Copy the rows below word for word, without changing any line.
━━ Supplied entries
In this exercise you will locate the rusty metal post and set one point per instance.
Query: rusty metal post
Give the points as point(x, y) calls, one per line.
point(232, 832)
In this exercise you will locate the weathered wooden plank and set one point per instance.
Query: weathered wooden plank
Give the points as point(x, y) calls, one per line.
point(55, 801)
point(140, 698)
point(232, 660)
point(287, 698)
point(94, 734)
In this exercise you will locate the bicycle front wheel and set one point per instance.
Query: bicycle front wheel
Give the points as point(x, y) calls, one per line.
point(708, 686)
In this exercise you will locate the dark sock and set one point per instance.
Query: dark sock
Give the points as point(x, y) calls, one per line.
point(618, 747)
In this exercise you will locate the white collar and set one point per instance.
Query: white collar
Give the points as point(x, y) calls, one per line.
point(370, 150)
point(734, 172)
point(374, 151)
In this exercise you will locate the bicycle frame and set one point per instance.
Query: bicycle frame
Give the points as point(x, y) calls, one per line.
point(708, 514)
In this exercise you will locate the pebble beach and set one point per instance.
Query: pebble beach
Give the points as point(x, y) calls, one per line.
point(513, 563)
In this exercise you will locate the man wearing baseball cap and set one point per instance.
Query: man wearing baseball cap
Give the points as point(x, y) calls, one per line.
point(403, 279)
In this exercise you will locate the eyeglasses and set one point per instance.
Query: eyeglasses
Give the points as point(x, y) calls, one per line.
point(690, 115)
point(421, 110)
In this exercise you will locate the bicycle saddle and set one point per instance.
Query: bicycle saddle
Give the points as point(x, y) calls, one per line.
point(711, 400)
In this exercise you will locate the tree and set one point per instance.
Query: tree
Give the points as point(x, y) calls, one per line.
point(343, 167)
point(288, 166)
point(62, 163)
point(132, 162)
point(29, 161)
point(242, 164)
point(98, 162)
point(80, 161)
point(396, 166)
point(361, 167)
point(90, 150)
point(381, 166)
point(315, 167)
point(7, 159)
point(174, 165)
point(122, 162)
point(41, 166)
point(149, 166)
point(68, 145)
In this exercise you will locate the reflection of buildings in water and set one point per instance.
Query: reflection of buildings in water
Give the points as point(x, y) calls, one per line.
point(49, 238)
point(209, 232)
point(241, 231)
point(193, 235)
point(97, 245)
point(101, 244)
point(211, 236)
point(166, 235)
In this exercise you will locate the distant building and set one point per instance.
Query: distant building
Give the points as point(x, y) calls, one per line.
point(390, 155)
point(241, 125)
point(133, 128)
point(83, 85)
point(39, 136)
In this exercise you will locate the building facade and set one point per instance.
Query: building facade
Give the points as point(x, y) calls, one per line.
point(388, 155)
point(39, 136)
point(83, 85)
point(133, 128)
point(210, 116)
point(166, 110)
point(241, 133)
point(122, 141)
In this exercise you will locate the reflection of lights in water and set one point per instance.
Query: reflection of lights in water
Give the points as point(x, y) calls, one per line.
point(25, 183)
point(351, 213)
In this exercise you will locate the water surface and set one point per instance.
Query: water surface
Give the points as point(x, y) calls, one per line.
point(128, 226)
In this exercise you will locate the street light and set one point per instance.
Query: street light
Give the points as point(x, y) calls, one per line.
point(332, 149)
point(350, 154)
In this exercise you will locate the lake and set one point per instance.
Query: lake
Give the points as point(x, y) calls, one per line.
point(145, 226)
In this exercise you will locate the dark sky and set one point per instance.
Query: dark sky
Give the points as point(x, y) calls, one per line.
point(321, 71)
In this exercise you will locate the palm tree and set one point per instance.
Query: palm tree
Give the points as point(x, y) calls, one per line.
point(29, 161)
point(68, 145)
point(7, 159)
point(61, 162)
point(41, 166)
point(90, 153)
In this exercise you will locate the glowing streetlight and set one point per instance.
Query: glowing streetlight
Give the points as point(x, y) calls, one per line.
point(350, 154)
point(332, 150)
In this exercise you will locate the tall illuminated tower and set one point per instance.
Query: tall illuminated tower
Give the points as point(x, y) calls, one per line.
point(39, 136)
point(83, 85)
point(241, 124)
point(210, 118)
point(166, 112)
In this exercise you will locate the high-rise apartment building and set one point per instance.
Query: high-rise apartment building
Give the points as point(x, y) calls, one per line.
━━━━
#### Full response:
In this exercise you will locate the rusty metal post and set one point per instance.
Query: rusty metal post
Give the points as point(x, y) calls, one per line.
point(232, 832)
In this exercise you will locate the weathered wooden plank and set one point per instance.
Query: weathered wooden plank
Give the points as point(x, y) calls, one per line.
point(55, 801)
point(140, 698)
point(232, 660)
point(287, 698)
point(94, 734)
In this exercise you will locate the bicycle front wheel and set one point per instance.
Query: bicycle front wheel
Give the points as point(x, y) calls, one per line.
point(708, 686)
In this exercise you will locate the dark sock and set one point per instance.
Query: dark sock
Give the points as point(x, y) calls, one per line.
point(618, 747)
In this exercise you will locate the white collar and set one point per instance.
Query: white collar
Give the points as point(x, y) calls, one per line.
point(370, 150)
point(734, 172)
point(374, 151)
In this exercise you will locate the bicycle frame and set one point per instance.
Query: bicycle frame
Give the points as point(x, y) calls, one per line.
point(708, 514)
In this exercise you will locate the pebble beach and set one point per instance.
Query: pebble beach
Give the points as point(x, y) calls, one per line.
point(513, 563)
In this exercise you will locate the man wearing baseball cap and set one point per instance.
Query: man wearing baseball cap
Give the points as point(x, y) calls, one per line.
point(403, 279)
In this exercise you will locate the eyeglasses and set one point per instance.
Query: eyeglasses
Give the points as point(x, y) calls, one per line.
point(690, 115)
point(421, 110)
In this exercise you will locate the bicycle saddle and set one point per instance.
Query: bicycle saddle
Give the points as point(x, y) calls, one per line.
point(711, 400)
In this exercise you will locate the tree and set one point per instance.
Query: tree
Give the points as point(x, y) calls, one per line.
point(343, 167)
point(288, 166)
point(62, 163)
point(132, 162)
point(29, 161)
point(242, 164)
point(98, 162)
point(80, 161)
point(396, 166)
point(361, 167)
point(90, 150)
point(381, 166)
point(315, 167)
point(7, 159)
point(174, 165)
point(122, 162)
point(41, 166)
point(149, 166)
point(68, 145)
In this exercise you will locate the reflection of buildings in water and set one point per instance.
Query: reflection of buildings in water
Give the points as point(x, y) calls, one per line.
point(49, 238)
point(209, 232)
point(241, 231)
point(193, 235)
point(97, 245)
point(101, 244)
point(211, 236)
point(166, 235)
In this exercise you will locate the distant building and set one point per instance.
Query: distant building
Give the points as point(x, y) calls, one per line.
point(390, 155)
point(241, 125)
point(133, 128)
point(83, 85)
point(39, 136)
In this exercise you will locate the building facade and set one point per instance.
Query: building facade
Give the points as point(x, y) calls, one per line.
point(388, 155)
point(39, 136)
point(83, 85)
point(133, 128)
point(210, 116)
point(166, 110)
point(241, 133)
point(122, 141)
In this exercise you will locate the reflection of lights in water and set one point per instance.
Query: reflection of lights in water
Give the points as point(x, y) calls, one per line.
point(25, 183)
point(351, 213)
In this exercise you will locate the water surface and set one point per instance.
Query: water surface
Give the points as point(x, y) calls, one per line.
point(128, 226)
In this exercise you will locate the street light and set one point per instance.
Query: street light
Give the points as point(x, y) calls, one per line.
point(332, 149)
point(350, 154)
In this exercise you will locate the lake and set one point per instance.
Query: lake
Give the points as point(x, y) calls, one per line.
point(145, 226)
In this exercise you will locate the dark sky and set one point per instance.
Query: dark sky
Give the points as point(x, y) calls, one per line.
point(321, 71)
In this exercise you will locate the palm tree and set one point per instance.
Query: palm tree
Give the points as point(x, y) calls, one per line.
point(29, 161)
point(68, 145)
point(7, 159)
point(61, 162)
point(41, 166)
point(90, 153)
In this exercise you will locate the glowing streetlight and set one point per instance.
Query: glowing streetlight
Give the points as point(x, y) calls, one per line.
point(350, 154)
point(332, 150)
In this exercise you will locate the tall illuminated tower and set one point per instance.
Query: tall illuminated tower
Give the points as point(x, y) calls, one per line.
point(39, 136)
point(83, 85)
point(241, 124)
point(210, 118)
point(166, 112)
In this exercise you will locate the high-rise apartment building and set one point per instance.
Query: high-rise apartment building
Give the points as point(x, y) calls, one per line.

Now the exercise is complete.